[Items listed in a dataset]
━━━━━━━━━━━━━━━━
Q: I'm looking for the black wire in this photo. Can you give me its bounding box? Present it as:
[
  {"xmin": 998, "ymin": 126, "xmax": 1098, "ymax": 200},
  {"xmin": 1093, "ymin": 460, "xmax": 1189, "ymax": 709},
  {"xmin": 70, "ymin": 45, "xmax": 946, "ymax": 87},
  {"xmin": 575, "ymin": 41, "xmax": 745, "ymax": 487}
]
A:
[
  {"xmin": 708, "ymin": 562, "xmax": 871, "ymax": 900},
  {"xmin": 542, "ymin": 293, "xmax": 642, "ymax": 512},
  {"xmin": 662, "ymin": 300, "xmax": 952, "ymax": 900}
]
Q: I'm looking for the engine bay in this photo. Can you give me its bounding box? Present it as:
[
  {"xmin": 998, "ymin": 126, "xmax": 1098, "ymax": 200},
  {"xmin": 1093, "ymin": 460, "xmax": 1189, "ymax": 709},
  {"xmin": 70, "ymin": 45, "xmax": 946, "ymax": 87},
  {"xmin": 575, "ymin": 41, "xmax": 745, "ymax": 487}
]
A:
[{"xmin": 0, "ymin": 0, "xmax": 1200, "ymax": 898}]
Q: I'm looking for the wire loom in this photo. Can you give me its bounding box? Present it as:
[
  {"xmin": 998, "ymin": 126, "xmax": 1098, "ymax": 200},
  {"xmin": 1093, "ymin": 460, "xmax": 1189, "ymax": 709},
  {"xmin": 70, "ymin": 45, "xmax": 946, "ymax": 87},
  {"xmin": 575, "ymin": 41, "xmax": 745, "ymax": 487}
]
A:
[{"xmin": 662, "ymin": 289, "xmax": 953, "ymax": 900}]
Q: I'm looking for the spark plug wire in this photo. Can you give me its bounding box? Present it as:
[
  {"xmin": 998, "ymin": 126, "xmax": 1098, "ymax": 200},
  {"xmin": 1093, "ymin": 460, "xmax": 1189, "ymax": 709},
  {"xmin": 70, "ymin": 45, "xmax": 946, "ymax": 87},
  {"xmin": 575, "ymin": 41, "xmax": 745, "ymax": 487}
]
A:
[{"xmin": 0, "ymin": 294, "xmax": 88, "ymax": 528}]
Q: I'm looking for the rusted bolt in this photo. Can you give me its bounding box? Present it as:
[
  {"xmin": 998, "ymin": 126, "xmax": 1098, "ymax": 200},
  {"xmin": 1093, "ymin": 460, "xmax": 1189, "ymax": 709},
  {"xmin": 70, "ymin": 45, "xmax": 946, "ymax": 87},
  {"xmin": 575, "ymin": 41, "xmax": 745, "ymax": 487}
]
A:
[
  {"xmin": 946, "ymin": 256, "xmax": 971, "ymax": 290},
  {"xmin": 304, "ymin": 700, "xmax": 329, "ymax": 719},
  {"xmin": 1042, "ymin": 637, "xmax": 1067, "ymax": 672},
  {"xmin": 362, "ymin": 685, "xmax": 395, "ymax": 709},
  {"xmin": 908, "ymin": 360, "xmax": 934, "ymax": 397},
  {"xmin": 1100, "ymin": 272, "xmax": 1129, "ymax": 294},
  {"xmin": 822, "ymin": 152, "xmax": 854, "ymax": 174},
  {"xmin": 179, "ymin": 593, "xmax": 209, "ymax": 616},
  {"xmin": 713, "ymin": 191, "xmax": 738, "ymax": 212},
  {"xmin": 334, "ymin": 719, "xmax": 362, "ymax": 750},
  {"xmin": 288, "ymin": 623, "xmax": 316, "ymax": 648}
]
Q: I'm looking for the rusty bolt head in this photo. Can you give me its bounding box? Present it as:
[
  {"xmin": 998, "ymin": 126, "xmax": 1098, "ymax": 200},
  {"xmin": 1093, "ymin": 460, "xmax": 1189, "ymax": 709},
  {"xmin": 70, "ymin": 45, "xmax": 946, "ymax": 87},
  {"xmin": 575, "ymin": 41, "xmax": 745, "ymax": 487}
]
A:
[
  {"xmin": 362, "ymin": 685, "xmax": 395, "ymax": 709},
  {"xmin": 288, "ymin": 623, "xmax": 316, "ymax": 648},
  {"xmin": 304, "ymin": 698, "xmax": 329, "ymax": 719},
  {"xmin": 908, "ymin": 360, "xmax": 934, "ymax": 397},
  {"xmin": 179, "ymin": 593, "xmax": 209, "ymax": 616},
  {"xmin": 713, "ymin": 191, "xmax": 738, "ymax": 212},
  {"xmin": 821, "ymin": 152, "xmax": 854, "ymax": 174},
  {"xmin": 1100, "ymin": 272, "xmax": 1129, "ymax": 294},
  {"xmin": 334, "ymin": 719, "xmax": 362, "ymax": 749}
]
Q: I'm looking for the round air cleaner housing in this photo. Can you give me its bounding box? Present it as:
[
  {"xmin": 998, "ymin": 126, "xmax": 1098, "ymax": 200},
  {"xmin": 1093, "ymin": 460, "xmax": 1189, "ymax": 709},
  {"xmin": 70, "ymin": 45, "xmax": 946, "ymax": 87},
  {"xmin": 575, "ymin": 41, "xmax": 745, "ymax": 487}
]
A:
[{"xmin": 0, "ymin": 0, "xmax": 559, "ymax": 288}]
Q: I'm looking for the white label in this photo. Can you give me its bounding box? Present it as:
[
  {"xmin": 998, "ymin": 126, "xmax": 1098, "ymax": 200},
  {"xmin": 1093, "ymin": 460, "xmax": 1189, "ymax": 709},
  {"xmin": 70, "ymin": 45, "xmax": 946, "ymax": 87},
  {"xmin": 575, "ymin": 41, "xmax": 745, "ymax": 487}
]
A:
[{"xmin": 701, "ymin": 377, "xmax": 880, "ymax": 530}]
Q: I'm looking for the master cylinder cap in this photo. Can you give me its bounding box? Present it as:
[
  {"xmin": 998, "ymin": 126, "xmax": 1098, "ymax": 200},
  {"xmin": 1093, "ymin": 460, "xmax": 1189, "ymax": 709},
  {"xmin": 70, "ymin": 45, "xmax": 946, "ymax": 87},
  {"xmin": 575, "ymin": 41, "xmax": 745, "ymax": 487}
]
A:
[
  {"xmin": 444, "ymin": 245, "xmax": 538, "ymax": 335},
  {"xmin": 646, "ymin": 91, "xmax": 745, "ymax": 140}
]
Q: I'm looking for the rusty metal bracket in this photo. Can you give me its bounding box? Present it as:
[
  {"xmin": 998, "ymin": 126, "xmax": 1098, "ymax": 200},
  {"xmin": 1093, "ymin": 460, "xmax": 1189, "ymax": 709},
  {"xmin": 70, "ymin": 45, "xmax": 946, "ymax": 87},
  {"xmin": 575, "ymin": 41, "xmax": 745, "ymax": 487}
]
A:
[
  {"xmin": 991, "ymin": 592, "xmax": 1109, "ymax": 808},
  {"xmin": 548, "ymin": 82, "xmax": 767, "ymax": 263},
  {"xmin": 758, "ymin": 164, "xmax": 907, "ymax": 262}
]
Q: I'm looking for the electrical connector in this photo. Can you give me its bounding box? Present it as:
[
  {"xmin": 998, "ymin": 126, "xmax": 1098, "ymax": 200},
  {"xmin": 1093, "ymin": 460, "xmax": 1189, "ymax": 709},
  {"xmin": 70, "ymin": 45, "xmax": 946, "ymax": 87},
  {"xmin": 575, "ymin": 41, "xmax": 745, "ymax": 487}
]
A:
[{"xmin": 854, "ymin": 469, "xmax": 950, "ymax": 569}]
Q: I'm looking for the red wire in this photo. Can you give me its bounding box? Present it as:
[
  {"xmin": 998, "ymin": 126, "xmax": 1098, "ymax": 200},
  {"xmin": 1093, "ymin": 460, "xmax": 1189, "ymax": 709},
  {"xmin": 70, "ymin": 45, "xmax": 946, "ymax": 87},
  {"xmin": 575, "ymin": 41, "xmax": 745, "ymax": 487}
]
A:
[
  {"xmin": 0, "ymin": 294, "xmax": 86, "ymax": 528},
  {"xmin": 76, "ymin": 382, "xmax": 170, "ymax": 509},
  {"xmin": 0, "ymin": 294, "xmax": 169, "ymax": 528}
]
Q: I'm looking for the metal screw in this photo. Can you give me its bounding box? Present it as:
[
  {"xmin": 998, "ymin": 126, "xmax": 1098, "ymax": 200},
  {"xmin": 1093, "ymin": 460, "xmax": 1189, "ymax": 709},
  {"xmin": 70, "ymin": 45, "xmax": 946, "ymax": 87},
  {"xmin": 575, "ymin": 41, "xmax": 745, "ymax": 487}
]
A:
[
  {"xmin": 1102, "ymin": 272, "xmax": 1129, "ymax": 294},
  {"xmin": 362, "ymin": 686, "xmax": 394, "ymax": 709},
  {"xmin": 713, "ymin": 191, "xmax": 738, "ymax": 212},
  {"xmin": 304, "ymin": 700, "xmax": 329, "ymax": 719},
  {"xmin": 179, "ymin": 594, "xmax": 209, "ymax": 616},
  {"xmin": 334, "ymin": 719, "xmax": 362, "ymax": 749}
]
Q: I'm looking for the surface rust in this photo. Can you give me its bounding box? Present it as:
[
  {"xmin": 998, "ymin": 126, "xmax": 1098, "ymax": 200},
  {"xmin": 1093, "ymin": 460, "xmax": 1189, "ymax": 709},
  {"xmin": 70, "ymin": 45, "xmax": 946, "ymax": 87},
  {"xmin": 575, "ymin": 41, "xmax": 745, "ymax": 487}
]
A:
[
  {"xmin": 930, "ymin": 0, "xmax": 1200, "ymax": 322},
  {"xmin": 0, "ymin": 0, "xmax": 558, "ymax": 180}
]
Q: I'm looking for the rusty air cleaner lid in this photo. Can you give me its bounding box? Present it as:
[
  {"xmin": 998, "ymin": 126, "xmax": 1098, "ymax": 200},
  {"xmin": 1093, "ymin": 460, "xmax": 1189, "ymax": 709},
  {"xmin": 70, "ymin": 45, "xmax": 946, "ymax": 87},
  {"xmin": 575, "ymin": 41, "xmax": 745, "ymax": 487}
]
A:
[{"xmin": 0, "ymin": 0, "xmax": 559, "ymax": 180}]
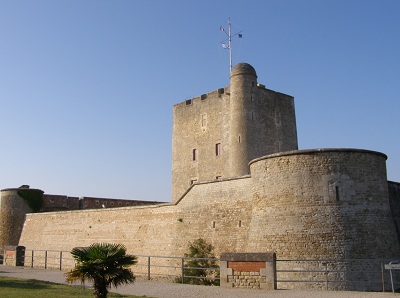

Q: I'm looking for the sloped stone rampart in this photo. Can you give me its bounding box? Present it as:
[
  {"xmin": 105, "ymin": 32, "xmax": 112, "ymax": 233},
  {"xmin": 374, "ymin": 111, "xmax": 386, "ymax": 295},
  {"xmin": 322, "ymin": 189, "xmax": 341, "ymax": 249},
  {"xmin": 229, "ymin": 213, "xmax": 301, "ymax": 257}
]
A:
[{"xmin": 16, "ymin": 149, "xmax": 399, "ymax": 289}]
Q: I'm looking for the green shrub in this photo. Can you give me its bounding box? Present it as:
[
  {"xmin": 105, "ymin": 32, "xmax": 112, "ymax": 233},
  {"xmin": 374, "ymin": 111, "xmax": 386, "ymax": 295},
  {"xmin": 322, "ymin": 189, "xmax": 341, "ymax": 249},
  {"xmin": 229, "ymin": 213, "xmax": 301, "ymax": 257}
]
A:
[{"xmin": 175, "ymin": 238, "xmax": 219, "ymax": 285}]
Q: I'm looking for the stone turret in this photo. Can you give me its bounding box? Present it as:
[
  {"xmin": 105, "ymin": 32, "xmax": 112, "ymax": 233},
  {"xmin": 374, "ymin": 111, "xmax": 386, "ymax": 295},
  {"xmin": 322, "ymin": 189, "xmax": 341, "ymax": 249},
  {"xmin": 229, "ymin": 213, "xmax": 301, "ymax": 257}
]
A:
[
  {"xmin": 229, "ymin": 63, "xmax": 257, "ymax": 177},
  {"xmin": 0, "ymin": 185, "xmax": 43, "ymax": 248}
]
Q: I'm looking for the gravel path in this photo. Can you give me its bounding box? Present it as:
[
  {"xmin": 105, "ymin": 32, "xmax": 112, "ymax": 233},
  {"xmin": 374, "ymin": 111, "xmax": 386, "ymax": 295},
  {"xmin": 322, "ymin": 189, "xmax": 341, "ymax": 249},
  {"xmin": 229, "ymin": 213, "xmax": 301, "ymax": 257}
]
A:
━━━━━━━━━━━━━━━━
§ Directions for this task:
Give again the lines from the line holding "Q: I'm looking for the gravel" through the close of the listing, both included, exactly as written and with nothing else.

§ Answer:
Q: I'm looking for the gravel path in this photo. Can you give me its bounding box? Present it as:
[
  {"xmin": 105, "ymin": 32, "xmax": 112, "ymax": 233},
  {"xmin": 374, "ymin": 111, "xmax": 386, "ymax": 295},
  {"xmin": 322, "ymin": 189, "xmax": 341, "ymax": 249},
  {"xmin": 229, "ymin": 213, "xmax": 301, "ymax": 257}
]
A:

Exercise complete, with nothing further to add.